[Opening Given entries section]
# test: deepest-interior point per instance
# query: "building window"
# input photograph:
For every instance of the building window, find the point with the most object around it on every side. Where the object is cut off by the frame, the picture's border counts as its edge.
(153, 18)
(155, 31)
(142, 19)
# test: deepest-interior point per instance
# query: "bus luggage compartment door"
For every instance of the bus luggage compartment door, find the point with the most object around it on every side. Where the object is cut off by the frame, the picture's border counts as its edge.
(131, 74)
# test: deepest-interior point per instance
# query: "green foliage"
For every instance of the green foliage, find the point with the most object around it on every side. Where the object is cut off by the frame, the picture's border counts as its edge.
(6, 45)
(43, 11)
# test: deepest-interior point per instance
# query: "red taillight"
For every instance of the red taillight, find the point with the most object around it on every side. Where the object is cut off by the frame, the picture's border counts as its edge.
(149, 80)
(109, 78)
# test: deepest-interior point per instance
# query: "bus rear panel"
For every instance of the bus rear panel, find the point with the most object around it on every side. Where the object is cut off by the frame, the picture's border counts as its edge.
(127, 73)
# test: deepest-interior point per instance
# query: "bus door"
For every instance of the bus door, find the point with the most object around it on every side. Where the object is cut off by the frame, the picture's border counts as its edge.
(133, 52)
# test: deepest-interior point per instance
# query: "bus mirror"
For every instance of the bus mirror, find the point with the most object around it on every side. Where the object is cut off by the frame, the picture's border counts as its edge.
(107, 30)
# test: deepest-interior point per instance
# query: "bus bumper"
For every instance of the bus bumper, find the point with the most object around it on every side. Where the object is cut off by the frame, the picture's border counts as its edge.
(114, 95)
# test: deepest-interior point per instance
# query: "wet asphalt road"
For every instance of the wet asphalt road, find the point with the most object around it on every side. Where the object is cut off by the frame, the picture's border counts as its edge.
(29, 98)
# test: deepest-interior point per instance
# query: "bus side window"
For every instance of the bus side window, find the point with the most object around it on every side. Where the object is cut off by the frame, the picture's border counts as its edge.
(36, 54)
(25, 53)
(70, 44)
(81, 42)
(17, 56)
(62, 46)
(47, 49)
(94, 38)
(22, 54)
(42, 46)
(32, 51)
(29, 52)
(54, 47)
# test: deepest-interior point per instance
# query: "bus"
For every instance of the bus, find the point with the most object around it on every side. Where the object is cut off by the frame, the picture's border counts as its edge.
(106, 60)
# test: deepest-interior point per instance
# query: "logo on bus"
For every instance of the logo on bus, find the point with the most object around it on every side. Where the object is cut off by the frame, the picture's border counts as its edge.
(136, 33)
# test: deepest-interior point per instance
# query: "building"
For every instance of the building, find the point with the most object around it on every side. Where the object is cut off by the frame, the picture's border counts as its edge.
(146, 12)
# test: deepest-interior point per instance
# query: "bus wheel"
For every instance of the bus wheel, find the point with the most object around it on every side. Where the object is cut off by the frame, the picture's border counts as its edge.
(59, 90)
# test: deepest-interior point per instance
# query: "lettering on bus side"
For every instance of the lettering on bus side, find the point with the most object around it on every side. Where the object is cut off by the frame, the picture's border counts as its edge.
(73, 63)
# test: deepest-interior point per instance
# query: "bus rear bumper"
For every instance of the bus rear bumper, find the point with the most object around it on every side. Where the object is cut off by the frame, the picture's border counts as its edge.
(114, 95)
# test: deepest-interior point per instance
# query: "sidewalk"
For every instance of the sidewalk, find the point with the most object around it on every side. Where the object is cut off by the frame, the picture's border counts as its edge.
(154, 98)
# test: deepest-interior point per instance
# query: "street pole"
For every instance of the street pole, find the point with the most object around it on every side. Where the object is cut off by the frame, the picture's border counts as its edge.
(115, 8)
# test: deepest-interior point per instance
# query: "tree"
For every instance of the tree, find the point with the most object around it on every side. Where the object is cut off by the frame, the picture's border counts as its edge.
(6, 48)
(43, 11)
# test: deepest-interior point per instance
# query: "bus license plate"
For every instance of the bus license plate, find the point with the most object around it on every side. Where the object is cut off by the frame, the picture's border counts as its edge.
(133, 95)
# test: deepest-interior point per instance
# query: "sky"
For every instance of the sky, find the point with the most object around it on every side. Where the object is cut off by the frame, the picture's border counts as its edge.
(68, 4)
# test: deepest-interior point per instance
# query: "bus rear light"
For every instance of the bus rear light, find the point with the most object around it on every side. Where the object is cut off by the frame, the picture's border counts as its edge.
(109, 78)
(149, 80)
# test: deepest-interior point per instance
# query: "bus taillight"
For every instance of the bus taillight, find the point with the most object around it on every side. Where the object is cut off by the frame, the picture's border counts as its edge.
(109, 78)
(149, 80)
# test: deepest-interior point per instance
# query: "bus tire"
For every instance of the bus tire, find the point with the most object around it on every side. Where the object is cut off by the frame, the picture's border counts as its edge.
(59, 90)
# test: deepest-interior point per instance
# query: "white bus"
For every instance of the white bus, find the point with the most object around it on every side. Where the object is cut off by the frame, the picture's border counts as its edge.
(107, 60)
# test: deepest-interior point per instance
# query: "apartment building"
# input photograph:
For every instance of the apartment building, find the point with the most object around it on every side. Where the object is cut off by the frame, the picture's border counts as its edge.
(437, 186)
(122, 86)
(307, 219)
[Closing Given entries section]
[Opening Given entries section]
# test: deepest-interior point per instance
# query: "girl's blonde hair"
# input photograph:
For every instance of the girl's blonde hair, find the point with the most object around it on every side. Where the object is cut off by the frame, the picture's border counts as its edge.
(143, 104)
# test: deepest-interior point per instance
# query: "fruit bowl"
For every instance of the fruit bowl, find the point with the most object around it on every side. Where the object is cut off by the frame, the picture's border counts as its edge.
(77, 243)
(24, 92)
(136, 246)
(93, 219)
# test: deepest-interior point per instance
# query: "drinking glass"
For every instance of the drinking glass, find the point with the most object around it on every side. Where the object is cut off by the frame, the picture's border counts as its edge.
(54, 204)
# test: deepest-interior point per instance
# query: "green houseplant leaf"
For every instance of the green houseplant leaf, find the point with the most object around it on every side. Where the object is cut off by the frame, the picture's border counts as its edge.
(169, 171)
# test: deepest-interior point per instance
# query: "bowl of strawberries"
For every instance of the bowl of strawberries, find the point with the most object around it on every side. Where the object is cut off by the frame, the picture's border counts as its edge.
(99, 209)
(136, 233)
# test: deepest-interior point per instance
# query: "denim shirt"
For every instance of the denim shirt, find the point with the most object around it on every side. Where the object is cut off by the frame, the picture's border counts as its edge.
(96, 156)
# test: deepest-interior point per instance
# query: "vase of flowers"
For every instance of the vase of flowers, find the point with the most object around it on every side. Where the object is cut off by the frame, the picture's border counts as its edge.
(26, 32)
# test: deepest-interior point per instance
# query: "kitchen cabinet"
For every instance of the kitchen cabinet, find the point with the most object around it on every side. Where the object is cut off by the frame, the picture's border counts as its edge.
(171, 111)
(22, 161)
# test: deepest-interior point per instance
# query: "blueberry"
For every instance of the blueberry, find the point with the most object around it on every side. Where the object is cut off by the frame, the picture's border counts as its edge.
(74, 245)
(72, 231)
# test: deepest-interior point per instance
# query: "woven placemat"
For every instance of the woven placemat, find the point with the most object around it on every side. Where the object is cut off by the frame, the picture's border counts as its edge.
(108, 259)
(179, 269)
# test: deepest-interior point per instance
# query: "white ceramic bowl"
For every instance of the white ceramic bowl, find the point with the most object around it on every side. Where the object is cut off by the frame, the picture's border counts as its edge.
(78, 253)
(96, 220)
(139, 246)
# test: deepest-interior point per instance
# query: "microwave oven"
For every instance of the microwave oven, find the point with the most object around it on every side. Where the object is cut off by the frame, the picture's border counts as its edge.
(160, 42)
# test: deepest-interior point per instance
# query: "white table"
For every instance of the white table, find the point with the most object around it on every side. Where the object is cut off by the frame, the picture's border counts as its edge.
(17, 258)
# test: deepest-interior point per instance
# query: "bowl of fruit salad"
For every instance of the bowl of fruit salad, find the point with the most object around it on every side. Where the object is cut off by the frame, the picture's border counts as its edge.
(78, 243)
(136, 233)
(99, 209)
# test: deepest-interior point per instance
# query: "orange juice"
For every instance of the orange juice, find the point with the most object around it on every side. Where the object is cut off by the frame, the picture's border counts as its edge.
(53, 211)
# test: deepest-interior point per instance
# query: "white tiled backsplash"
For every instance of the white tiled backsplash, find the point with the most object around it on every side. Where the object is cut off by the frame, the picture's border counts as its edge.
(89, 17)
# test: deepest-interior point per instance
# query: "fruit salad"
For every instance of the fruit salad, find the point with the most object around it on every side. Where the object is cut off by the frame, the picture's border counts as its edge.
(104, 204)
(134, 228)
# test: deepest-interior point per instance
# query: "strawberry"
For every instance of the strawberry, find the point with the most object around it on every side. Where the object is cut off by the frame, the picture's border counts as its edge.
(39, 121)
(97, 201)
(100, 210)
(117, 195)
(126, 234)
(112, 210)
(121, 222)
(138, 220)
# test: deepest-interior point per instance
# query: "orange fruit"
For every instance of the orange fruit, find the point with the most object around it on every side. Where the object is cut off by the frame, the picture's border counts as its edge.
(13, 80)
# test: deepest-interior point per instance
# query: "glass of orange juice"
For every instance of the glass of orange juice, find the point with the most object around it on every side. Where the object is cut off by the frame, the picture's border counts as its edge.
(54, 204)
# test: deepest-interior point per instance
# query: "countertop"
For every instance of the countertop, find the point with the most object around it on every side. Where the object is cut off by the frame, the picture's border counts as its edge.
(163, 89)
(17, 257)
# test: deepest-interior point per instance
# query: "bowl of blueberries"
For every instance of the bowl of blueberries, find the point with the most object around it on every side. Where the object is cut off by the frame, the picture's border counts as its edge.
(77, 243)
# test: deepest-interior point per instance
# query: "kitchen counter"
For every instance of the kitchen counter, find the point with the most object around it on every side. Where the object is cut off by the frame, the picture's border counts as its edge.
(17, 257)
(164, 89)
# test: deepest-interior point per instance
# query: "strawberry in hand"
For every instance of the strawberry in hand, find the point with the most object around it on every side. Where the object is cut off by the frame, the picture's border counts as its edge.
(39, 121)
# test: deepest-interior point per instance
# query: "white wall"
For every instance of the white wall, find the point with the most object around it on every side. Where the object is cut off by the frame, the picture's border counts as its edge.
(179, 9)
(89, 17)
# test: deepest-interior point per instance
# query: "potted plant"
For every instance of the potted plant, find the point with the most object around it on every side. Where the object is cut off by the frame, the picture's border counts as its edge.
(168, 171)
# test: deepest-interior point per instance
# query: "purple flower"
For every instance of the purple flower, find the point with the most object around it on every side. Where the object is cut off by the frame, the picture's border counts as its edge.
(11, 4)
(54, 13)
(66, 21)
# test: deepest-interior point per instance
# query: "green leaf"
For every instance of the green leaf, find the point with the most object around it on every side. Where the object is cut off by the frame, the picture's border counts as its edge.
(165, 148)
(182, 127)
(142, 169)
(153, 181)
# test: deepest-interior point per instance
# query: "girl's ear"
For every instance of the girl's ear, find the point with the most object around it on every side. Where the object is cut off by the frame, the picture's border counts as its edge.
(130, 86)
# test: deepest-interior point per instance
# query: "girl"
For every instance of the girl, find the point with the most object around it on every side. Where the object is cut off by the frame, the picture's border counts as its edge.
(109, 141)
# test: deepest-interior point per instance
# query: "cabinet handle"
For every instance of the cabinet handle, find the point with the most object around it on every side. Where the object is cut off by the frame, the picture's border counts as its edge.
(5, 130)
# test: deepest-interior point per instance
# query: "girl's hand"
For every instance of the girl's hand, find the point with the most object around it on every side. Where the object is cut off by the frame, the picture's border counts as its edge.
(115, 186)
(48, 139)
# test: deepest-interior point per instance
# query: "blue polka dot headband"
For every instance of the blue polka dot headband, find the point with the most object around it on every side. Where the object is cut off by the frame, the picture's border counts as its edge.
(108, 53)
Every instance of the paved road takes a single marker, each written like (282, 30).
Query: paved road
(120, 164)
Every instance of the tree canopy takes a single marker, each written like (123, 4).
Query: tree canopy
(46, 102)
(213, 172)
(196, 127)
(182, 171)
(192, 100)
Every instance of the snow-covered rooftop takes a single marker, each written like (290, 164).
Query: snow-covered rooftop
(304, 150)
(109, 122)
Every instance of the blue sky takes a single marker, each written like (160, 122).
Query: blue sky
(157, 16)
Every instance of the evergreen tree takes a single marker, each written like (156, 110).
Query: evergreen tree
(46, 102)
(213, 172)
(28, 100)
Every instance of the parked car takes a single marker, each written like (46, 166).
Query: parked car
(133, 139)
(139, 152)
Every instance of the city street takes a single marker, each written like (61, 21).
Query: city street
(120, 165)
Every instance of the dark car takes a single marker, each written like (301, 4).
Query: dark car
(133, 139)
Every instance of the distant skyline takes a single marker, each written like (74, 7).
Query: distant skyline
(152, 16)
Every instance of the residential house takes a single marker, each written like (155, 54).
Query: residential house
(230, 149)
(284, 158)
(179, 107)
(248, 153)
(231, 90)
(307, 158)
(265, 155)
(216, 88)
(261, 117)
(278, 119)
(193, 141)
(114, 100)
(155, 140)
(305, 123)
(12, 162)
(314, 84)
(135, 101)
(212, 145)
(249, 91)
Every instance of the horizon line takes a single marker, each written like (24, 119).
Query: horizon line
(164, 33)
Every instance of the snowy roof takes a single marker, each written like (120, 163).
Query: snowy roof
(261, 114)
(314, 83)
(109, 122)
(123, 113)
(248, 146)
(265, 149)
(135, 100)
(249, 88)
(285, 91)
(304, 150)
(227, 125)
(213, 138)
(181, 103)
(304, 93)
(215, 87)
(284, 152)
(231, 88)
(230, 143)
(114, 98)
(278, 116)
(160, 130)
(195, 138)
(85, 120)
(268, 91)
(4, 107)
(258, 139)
[Closing Given entries section]
[Opening Given entries section]
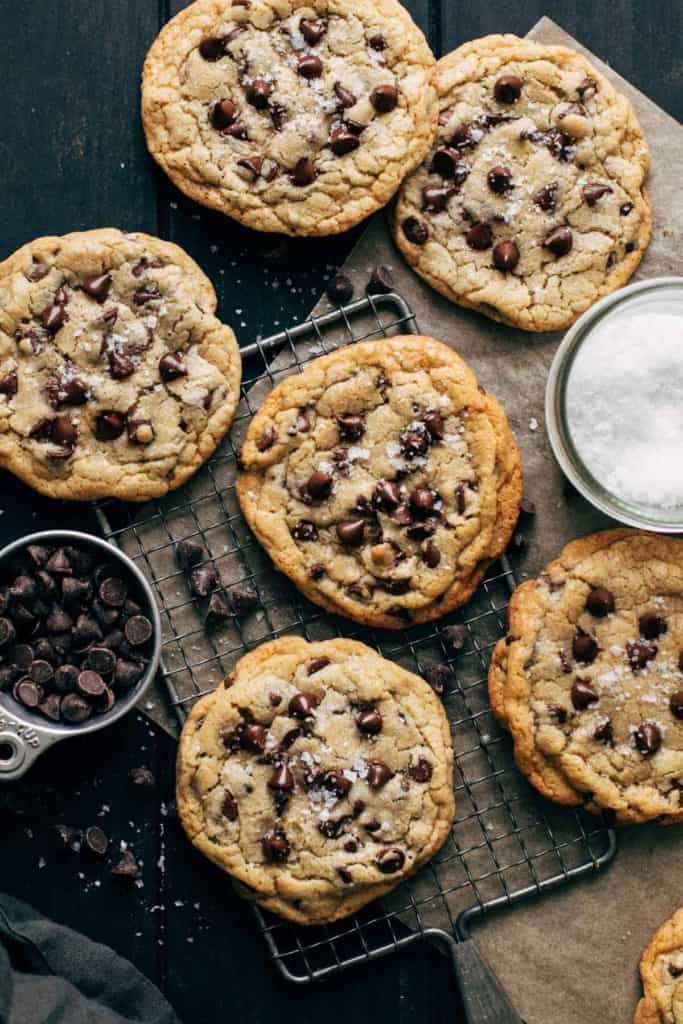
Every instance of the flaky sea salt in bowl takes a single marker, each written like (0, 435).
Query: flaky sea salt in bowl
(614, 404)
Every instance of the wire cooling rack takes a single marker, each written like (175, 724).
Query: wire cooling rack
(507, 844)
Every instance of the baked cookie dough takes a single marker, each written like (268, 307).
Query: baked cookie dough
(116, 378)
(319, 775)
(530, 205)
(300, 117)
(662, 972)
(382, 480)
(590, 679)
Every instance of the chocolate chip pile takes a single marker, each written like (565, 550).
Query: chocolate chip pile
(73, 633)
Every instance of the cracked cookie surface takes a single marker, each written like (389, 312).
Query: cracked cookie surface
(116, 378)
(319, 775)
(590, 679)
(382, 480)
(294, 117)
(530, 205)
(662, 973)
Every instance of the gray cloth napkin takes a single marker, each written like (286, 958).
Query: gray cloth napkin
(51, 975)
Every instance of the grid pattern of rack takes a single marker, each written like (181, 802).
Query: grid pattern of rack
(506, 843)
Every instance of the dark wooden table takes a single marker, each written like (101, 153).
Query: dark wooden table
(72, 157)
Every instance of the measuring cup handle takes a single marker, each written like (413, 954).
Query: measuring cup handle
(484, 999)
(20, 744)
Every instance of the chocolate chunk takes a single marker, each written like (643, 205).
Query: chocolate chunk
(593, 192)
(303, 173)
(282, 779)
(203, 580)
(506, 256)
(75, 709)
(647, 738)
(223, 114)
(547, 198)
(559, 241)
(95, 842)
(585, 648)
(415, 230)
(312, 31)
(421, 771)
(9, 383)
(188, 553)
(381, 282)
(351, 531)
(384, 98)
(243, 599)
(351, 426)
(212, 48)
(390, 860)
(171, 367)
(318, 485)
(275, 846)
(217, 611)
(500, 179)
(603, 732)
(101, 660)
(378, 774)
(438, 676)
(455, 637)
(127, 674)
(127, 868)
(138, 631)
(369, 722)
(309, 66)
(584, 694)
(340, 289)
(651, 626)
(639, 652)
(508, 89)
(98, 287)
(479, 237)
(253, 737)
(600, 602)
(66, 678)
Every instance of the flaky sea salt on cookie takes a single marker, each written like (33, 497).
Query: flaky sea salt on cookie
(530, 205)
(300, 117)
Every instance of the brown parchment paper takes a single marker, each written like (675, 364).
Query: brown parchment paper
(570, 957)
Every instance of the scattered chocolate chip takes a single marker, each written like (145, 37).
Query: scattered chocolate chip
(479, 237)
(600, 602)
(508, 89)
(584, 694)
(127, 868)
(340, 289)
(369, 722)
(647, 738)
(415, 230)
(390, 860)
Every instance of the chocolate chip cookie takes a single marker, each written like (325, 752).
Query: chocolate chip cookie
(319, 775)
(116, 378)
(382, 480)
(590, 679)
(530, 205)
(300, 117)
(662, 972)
[Closing Given entries section]
> _What the task requires_
From the entries above, give again exactly the lines running from the line with "Every instance of the cracked" to the line with "Every instance of the scattered"; include both of those lines.

> _Response to this task_
Every instance of the cracked cookie surface takes a single marker, each written like (389, 312).
Query: cracked cookie surface
(116, 378)
(319, 775)
(590, 679)
(382, 480)
(294, 117)
(530, 205)
(662, 973)
Every instance of the gray cloth napkin takes a single marker, each written like (286, 958).
Query: gray cloth napkin
(51, 975)
Every instance of the grid pattern of rack takes a single marker, each written like (181, 802).
Query: grid pattern of rack
(506, 843)
Every instance of the dark wooden table takes a single marker, each written like (101, 153).
Query: dark wooden table
(72, 157)
Every instance of the measuring cup handle takes a single marker, each written like (413, 954).
Query: measuring cup handle
(484, 999)
(20, 744)
Every instance of the chocolate chunk takes a single marker, each written like (643, 205).
Query: chocolate chunk
(593, 192)
(303, 173)
(282, 779)
(203, 580)
(506, 256)
(75, 709)
(647, 738)
(223, 114)
(547, 198)
(559, 241)
(95, 842)
(585, 648)
(415, 230)
(312, 31)
(421, 771)
(9, 383)
(188, 553)
(381, 282)
(351, 531)
(384, 98)
(243, 599)
(351, 426)
(212, 48)
(390, 860)
(171, 367)
(318, 485)
(275, 846)
(217, 611)
(500, 179)
(603, 732)
(101, 660)
(378, 774)
(438, 676)
(455, 637)
(127, 674)
(127, 868)
(138, 631)
(369, 722)
(309, 66)
(584, 694)
(340, 289)
(651, 626)
(639, 652)
(508, 89)
(98, 287)
(479, 237)
(253, 737)
(600, 602)
(66, 678)
Every instance of the flaky sea salt on cookie takes a single marker, each written like (33, 497).
Query: flaky sea salt on cookie
(530, 205)
(300, 117)
Every instance of the brown parchment paper takes a single marker, each written like (675, 364).
Query: brown parchment paper
(570, 957)
Every instance of the scattered chocolate chip takes a single marker, each written like (145, 37).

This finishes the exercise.